▸ Directions
Collect every line in the entries below that contains the string "frame", copying each one in full. Matching is case-sensitive.

----- Data for the task

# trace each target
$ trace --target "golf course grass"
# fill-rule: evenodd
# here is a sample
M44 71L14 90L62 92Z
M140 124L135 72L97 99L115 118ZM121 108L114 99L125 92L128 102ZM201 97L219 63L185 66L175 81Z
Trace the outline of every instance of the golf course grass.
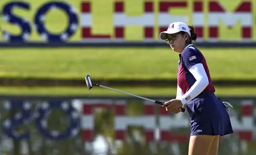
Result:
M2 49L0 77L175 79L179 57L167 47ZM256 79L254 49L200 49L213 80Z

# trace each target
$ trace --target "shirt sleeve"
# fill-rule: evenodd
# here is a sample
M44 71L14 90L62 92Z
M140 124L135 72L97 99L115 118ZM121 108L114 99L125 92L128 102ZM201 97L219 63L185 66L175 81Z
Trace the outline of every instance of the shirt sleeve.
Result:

----------
----- Data for the task

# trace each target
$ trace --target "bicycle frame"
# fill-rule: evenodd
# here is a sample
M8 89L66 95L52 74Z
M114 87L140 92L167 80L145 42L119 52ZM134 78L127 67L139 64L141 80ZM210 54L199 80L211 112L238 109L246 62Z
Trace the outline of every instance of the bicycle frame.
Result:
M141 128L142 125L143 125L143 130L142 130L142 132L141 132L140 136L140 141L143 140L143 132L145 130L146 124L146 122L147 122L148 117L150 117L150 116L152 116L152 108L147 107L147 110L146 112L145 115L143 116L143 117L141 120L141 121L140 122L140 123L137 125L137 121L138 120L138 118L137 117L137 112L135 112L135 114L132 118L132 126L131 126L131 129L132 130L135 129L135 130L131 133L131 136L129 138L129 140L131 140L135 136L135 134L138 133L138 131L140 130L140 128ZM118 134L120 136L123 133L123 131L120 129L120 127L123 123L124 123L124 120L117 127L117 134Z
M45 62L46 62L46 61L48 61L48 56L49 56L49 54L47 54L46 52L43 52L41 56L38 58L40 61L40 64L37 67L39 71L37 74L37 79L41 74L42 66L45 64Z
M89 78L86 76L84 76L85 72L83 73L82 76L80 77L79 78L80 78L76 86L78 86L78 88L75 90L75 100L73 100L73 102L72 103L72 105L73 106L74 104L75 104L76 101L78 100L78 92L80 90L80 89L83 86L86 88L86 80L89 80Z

----------

▸ Correct result
$ trace --target "bicycle frame"
Trace the outline of every instance of the bicycle frame.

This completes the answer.